Revise all the records below by changing each "drop a single marker" to "place one marker" and leaving everything else as it is.

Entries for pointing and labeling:
** begin **

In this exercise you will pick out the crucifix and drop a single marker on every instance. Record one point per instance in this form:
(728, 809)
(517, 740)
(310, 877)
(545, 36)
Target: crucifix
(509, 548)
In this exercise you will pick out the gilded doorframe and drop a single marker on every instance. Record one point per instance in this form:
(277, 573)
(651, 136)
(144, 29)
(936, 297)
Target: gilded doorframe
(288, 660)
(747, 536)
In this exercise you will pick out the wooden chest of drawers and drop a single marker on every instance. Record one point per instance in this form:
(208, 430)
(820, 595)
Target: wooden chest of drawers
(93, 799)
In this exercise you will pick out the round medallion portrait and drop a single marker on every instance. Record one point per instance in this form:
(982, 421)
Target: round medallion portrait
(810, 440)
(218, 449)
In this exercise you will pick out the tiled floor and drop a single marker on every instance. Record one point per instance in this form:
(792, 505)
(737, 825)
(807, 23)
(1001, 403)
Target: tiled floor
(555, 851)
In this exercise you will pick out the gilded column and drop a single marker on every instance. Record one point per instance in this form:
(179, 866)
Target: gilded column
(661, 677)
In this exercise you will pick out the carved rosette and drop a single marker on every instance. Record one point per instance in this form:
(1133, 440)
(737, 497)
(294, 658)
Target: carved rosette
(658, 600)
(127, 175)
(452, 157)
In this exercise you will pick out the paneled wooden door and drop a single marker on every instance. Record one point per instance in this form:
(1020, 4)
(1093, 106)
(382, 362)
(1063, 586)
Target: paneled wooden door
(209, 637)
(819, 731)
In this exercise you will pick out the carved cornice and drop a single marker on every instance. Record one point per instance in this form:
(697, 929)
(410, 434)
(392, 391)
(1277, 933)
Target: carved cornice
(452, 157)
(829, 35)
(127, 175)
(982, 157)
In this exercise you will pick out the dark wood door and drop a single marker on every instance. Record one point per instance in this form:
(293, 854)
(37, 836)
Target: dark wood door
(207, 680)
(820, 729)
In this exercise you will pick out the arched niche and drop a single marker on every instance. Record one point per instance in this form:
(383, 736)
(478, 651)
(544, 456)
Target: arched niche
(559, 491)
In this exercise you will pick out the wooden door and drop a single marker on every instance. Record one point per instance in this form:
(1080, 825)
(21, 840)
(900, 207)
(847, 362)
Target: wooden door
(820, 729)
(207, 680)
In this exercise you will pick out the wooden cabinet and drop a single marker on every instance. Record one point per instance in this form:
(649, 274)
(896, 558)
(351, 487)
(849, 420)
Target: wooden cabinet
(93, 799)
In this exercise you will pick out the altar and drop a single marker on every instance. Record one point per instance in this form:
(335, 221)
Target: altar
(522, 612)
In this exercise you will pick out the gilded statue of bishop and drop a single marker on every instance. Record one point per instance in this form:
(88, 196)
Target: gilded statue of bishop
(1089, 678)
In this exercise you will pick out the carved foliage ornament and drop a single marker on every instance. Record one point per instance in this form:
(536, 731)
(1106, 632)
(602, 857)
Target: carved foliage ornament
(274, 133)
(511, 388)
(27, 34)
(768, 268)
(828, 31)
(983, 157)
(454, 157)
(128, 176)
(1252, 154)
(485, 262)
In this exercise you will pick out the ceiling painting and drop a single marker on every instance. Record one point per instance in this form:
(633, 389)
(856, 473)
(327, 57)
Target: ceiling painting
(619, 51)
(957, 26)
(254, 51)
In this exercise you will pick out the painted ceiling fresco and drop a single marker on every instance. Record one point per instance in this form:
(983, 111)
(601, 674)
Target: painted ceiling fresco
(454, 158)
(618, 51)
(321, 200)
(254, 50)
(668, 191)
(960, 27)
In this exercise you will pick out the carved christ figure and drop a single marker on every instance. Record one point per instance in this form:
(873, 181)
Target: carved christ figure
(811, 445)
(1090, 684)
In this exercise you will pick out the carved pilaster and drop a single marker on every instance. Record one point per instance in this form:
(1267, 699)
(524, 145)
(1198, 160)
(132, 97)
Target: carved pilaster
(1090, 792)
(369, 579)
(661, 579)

** end **

### TASK ANSWER
In this exercise you will pick out the crucifix and place one marker on every instance. Record one point per instance in this form:
(728, 809)
(517, 740)
(310, 877)
(545, 36)
Target: crucifix
(509, 548)
In this exercise you will pick out the gilded doorframe and place one marker on every instance. Record one point per instance in this form:
(277, 573)
(651, 136)
(144, 29)
(936, 297)
Target: gilded doorframe
(288, 660)
(747, 536)
In this exercise you will pick out the wooden chest of drawers and place one marker on every instance. Record one point per instance in this form:
(208, 430)
(820, 595)
Target: wooden chest of drawers
(93, 799)
In this exercise you will pick out the round medallion portrait and place one marker on every instance. Record one point per instance in this form:
(982, 421)
Target: round medallion portrait
(810, 440)
(218, 449)
In this exercise you will pick out the tiled floor and place one marker on every instance. Record one point per instance in this form:
(792, 505)
(737, 825)
(807, 23)
(1001, 403)
Target: tiled floor
(555, 851)
In this exercise you will pick out the gilded column and place one marker on every instance. Record one point per instance in this form:
(179, 866)
Target: gilded column
(661, 677)
In this exercise you will pick out the carved rosette and place one marker on every instance. Record one point per instance in this form:
(1133, 440)
(737, 497)
(294, 658)
Target: carved rosette
(658, 600)
(127, 175)
(452, 157)
In this exercise you will pick out the paneled wooden door and place one marker on every instance. Record one point per instance in this form:
(1020, 4)
(1093, 106)
(382, 362)
(1063, 586)
Target: paneled wooden door
(209, 637)
(819, 731)
In this exercise you will pick out the carved cornice and place one marker on every instance. Record one point per instance in this form:
(697, 929)
(410, 434)
(392, 391)
(1277, 933)
Target: carved cornice
(452, 157)
(829, 35)
(127, 175)
(982, 157)
In this exercise you will pick out the dark wood door and place one marker on every instance. Record one point per instance in this form:
(293, 854)
(37, 836)
Target: dark wood door
(207, 680)
(820, 729)
In this exercise you will pick out the arched niche and place one marker on every instance. Record one point per instance in this form:
(383, 736)
(478, 651)
(544, 456)
Target: arched niche
(559, 491)
In this exercise you will pick out the wooden door and place one marker on every instance. Record one point per instance in this form:
(1080, 825)
(21, 840)
(900, 207)
(847, 362)
Target: wooden door
(820, 729)
(207, 680)
In this exercise you will pick out the wooden cabinet and place one marker on every instance. Record one point per instance in this form:
(649, 274)
(896, 558)
(351, 487)
(849, 420)
Target: wooden cabinet
(93, 799)
In this exercise you will pick out the altar and place one marker on every instance. Record one point per instance in this form:
(335, 221)
Target: altar
(522, 612)
In this exercise you will pick out the gilded statue of bishop and place one marker on every instance. Record one point per instance in this form:
(88, 196)
Target: gilded statue of bishop
(1089, 678)
In this exercise you will pick out the carved foliage ornament and place one marker on every instance. Record one point per instance in this form:
(536, 731)
(1106, 632)
(602, 857)
Target: carved foliage ornament
(274, 133)
(511, 388)
(27, 34)
(768, 268)
(828, 31)
(983, 157)
(454, 157)
(128, 176)
(1252, 154)
(485, 262)
In this exercise you will pick out the ceiling painting and place one marker on every instance. Record one point per instance in this form:
(633, 389)
(856, 473)
(327, 57)
Target: ceiling painting
(619, 51)
(957, 26)
(254, 51)
In this exercise you will pick out the painted ceiling fresco and place one marker on every instance. Record one point per instance in this form:
(983, 111)
(601, 674)
Target: painted ceiling fresco
(454, 158)
(618, 51)
(321, 200)
(254, 50)
(668, 191)
(960, 27)
In this exercise you will pick out the carved christ figure and place one marker on every instance. Record one point per instance in this form:
(873, 181)
Target: carved christ figure
(811, 445)
(1090, 684)
In this exercise you will pick out the carved pilaster and place one marker on every instance. Record one point per instance in this form:
(1267, 699)
(524, 145)
(1198, 160)
(132, 97)
Target: carved pilaster
(1090, 792)
(369, 579)
(661, 579)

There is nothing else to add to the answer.